Start of Quoted passage
2015 NCAA Division II baseball tournament
- Season: 2015
- Teams: 48
- Finals site: USA Baseball National Training Complex; Cary, North Carolina;
- Champions: Tampa (7th title)
- Runner-up: Catawba (1st CWS Appearance)
- Winning coach: Joe Urso (4th title)
- MOP: Nick Tindall (Tampa)

= 2015 NCAA Division II baseball tournament =

The 2015 NCAA Division II baseball Tournament decided the baseball champion at the NCAA Division II level for the 2015 season. The Tampa Spartans won their seventh national championship, beating the Indians of Catawba College in the national championship. Tampa catcher Nick Tindall was named tournament Most Outstanding Player, while Tampa head coach Joe Urso won his fourth championship with the Spartans.

==Regionals==

===Atlantic Region–Erie, PA===
Hosted by Mercyhurst at Jerry Uht Park

===Central Region–St. Cloud, MN===
Hosted by St. Cloud State at Joe Faber Field

===East Region–Rindge, NH===
Hosted by Franklin Pierce at Pappas Field

===Midwest Region–St. Charles, MO===
Hosted by Lindenwood at Lou Brock Sports Complex

===South Region–Livingston, AL===
Hosted by West Alabama at Tartt Field

===South Central Region–Grand Junction, CO===
Hosted by Colorado Mesa at Suplizio Field

===Southeast Region–Thomasville, NC===
Hosted by Catawba at Finch Field

===West Region–Walnut, CA===
Hosted by Cal Poly Pomona at Mazmanian Field

==College World Series==

===Participants===

| School | Conference | Record (conference) | Head coach | Previous CWS appearances | Best CWS finish |
|---|---|---|---|---|---|
| Angelo State | Lone Star | 41–16 (21–14) | Kevin Brooks | 1 (last: 2007) | 5th |
| Cal Poly Pomona | CCAA | 43–15 (28–12) | Randy Betten | 5 (last: 1985) | 1st |
| Catawba | SAC | 44–13 (23–6) | Jim Gantt | 1 (last: 2012) | 4th |
| Henderson State | GAC | 31–19 (16–10) | Cody Hooten | 0 (last: never) | N/A |
| Mercyhurst | PSAC | 39–9 (22–6) | Joe Spano | 0 (last: never) | N/A |
| Tampa | SSC | 39–13 (16–8) | Joe Urso | 16 (last: 2014) | 1st |
| Truman | Great Lakes Valley | 35–20 (21–15) | Dan Davis | 0 (last: never) | N/A |
| Wilmington | CACC | 37–13 (18–2) | Brian August | 0 (last: never) | N/A |

===Results===

====Bracket====
Hosted by University of Mount Olive and Town of Cary at USA Baseball National Training Complex.
End of Quoted passage
Start of Excerpted records
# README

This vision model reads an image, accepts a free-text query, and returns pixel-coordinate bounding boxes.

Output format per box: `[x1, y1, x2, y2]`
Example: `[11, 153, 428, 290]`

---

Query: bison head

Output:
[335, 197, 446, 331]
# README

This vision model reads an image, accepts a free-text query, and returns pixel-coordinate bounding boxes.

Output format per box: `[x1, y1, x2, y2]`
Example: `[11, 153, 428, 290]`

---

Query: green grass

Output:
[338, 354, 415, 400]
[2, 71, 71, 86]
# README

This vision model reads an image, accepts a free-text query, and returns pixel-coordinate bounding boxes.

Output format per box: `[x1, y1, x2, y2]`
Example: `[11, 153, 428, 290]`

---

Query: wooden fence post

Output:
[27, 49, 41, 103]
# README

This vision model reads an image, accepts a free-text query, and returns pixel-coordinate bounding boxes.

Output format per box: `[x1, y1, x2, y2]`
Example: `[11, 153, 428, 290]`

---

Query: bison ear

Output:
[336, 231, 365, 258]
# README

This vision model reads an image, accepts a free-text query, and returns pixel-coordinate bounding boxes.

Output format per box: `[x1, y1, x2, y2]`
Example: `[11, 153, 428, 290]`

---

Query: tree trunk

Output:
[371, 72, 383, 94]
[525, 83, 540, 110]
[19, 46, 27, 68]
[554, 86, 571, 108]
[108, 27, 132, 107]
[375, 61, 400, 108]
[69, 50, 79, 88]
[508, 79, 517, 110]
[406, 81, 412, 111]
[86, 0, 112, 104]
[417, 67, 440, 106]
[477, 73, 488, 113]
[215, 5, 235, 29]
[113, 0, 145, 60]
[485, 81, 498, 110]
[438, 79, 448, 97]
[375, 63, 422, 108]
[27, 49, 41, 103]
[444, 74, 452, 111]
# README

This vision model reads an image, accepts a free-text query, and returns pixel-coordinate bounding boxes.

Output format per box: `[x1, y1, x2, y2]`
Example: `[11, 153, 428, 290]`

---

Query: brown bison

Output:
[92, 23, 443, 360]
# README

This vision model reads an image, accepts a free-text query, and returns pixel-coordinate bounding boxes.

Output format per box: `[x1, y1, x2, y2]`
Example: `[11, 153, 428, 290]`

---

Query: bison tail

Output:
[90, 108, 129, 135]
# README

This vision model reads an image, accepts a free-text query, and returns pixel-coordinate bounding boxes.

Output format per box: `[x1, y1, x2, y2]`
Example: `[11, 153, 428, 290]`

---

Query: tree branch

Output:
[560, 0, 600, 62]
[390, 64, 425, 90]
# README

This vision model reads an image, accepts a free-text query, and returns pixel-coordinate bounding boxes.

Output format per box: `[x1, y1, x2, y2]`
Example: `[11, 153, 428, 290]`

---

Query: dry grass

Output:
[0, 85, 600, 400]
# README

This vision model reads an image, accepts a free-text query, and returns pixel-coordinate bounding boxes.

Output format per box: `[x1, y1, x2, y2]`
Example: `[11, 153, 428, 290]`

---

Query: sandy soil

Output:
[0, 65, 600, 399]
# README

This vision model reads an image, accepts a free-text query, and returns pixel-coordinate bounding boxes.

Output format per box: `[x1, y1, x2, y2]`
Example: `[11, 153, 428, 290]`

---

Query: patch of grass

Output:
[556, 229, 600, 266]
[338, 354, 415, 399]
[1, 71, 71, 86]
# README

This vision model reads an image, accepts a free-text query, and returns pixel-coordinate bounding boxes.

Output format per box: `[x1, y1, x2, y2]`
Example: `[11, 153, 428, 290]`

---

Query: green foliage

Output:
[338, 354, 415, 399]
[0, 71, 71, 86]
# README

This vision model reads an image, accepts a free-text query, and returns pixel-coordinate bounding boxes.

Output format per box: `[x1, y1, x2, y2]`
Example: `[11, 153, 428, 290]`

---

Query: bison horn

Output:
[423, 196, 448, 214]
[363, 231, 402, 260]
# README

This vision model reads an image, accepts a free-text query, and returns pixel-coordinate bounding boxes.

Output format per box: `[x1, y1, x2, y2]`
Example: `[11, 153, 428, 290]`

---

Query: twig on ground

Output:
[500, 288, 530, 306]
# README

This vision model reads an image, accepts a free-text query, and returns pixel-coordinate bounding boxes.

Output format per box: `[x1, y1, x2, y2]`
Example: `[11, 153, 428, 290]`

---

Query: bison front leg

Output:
End of Excerpted records
▸ **To be done**
Quote the text on the 2015 Division II baseball tournament between "The 2015 NCAA" and "with the Spartans.", inclusive. These items were taken from a separate source.

▸ **Answer**
The 2015 NCAA Division II baseball Tournament decided the baseball champion at the NCAA Division II level for the 2015 season. The Tampa Spartans won their seventh national championship, beating the Indians of Catawba College in the national championship. Tampa catcher Nick Tindall was named tournament Most Outstanding Player, while Tampa head coach Joe Urso won his fourth championship with the Spartans.